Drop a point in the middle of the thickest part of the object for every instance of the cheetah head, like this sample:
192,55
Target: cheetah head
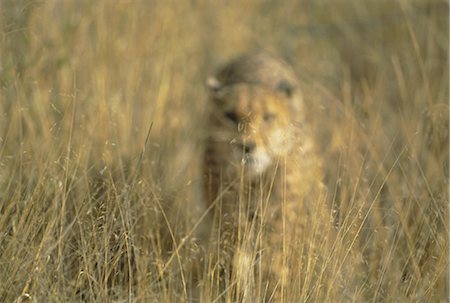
253,126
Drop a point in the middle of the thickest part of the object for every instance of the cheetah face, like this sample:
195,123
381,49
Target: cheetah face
252,127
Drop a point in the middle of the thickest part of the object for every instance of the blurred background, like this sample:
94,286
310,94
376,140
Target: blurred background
102,108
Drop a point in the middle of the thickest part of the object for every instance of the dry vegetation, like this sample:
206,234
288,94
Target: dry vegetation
101,112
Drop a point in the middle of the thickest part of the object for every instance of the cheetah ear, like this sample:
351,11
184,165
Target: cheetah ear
286,88
213,84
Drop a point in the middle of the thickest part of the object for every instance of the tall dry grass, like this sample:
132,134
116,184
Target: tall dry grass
101,113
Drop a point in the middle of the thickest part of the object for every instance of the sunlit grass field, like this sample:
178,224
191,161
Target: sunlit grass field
102,113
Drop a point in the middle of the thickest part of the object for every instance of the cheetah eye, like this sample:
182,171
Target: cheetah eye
269,117
232,116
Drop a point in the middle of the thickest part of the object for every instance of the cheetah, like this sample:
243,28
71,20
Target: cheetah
262,175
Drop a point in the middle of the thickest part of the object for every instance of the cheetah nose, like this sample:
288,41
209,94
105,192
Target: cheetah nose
247,146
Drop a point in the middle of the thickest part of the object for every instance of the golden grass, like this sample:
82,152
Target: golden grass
91,210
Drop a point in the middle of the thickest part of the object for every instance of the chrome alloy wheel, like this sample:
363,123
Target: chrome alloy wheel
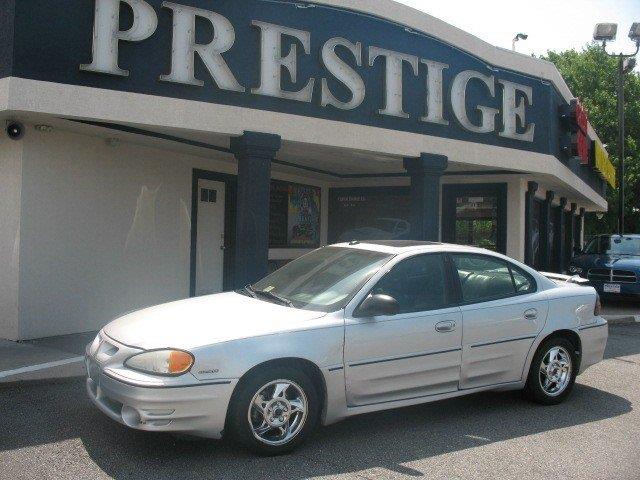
277,413
555,371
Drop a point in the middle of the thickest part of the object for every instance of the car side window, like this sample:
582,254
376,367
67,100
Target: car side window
484,278
418,284
524,283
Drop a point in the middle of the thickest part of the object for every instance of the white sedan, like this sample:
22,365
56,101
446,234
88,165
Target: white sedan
344,330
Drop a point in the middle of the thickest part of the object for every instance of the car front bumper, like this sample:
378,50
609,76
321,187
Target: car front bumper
198,408
627,290
593,338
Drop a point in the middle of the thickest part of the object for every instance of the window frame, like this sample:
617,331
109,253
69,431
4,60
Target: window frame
510,266
450,286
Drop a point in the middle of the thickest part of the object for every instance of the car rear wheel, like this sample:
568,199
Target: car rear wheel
274,411
553,372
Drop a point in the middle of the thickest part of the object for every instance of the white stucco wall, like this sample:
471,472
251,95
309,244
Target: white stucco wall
10,194
105,230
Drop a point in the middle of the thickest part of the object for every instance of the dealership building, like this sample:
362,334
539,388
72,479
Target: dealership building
153,151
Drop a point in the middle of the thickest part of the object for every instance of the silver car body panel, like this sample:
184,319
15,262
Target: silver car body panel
366,364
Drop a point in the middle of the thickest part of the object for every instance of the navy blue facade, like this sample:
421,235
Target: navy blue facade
52,39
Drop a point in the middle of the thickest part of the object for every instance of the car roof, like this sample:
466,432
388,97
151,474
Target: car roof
624,235
404,246
399,247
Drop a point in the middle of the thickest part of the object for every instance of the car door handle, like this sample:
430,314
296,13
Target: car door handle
444,327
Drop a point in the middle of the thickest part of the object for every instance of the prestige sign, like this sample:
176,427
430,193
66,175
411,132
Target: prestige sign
479,101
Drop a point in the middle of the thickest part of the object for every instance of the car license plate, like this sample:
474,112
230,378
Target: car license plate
611,288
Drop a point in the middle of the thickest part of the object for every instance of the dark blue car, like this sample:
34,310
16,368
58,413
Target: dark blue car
612,265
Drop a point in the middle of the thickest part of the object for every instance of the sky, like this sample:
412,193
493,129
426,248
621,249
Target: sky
551,24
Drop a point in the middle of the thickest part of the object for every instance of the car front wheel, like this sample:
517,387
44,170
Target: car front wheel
274,411
553,372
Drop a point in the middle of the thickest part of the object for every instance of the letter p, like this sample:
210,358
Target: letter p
107,33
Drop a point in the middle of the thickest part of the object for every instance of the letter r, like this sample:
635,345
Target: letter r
107,33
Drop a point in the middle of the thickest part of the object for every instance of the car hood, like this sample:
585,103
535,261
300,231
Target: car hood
620,262
202,321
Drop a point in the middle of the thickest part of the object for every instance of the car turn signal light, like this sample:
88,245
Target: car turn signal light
161,362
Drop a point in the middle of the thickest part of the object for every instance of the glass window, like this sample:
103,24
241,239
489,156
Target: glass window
418,284
477,221
323,280
614,245
294,216
369,214
524,283
483,278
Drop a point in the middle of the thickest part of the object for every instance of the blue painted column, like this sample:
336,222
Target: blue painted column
425,172
530,200
561,240
254,153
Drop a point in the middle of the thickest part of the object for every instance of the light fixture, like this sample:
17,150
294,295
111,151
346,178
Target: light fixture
519,36
605,32
628,64
634,33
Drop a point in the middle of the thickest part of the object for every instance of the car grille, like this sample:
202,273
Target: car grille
610,275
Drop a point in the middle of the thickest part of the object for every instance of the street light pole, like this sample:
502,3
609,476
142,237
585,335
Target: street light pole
621,136
606,32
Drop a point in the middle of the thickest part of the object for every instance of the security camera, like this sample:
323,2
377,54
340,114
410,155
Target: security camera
15,130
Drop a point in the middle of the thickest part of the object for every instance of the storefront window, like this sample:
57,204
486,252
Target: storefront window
294,218
476,215
369,214
477,221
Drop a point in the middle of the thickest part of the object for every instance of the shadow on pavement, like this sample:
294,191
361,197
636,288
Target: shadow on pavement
55,410
624,340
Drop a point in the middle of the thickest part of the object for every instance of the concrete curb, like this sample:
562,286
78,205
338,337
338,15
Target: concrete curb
622,319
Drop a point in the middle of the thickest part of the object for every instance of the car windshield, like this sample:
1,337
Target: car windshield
324,280
614,245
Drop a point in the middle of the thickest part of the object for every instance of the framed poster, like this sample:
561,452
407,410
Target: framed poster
294,218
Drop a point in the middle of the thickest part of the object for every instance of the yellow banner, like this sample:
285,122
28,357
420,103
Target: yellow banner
604,166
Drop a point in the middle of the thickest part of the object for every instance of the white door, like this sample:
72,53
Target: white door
502,314
416,353
210,237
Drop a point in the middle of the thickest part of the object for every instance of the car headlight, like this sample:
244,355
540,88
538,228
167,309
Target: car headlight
161,362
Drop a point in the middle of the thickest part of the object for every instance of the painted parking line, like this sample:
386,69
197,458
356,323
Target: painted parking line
41,366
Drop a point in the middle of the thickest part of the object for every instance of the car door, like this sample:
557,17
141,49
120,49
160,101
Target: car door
412,354
502,314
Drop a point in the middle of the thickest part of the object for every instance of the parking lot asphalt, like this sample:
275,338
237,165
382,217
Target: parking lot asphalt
50,430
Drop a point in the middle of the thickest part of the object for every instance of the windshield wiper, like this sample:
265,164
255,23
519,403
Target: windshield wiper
272,296
249,290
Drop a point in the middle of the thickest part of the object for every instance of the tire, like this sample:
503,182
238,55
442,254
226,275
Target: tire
245,421
552,386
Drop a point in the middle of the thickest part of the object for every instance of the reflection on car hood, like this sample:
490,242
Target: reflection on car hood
621,262
206,320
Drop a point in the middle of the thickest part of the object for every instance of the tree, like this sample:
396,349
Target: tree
592,77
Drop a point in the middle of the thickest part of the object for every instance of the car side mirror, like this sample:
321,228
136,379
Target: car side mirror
378,305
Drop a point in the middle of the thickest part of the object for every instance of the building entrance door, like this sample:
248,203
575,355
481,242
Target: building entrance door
210,247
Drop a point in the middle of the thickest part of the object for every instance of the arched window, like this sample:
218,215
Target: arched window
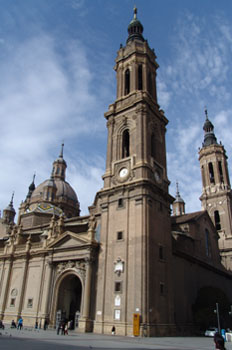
140,77
217,220
149,83
207,243
125,144
127,82
220,171
211,173
153,145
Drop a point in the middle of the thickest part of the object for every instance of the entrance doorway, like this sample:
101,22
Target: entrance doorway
69,299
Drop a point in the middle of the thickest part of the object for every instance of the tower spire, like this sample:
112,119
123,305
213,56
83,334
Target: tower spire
209,137
135,28
31,188
62,150
179,204
9,212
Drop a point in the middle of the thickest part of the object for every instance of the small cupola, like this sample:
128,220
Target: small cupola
31,188
9,212
178,205
49,190
209,137
59,166
135,28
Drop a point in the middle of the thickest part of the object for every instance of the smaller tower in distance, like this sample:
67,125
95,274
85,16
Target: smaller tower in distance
9,212
178,205
216,195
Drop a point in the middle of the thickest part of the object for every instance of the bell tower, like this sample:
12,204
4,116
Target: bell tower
134,205
216,195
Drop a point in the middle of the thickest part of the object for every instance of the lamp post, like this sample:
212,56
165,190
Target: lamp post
218,318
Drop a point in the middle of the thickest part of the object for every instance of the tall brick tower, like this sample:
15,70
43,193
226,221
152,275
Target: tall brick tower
134,204
216,195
|---|
* **Aim**
Set out exactly the run of lines that begins at the line holding "of the entrance" and ends at the last line of the data.

* **Complete response**
Drop a point in the middle of the thickest part of the object for every instance of the entrance doorway, like this sample:
101,22
Target: entrance doorway
69,299
Drop a point in the middle of the thickest part of the object for every instance of the tower spire, like this sample:
112,119
123,305
213,56
83,334
Target: tower spire
209,137
135,28
31,188
62,150
179,204
9,212
Drop a point in the middle of the thickest part of the object for every instance of the small cupola, like this sample:
128,220
Target: small cupola
31,188
9,212
178,205
49,190
209,137
59,166
135,28
Drop a point in the middle of the thickest part of the object for every instance of the smaller tower in distance, like this sample:
67,125
95,274
85,16
Target: smaller tower in distance
9,212
178,205
216,195
Drop a point in the middle of the thickest part of the object for every instance of the bell tower, like this sample:
12,204
4,116
Target: bell tower
134,205
216,195
Drop a point in the middle of the thickest part of the object for every instance of the lamp post, like this sample:
212,56
165,190
Target: lamp post
218,318
Drop a point in the middle of the thickest part of the object for every instance of the tall brick tower, like this sample:
15,70
43,193
226,221
152,275
Target: tall brick tower
134,204
216,195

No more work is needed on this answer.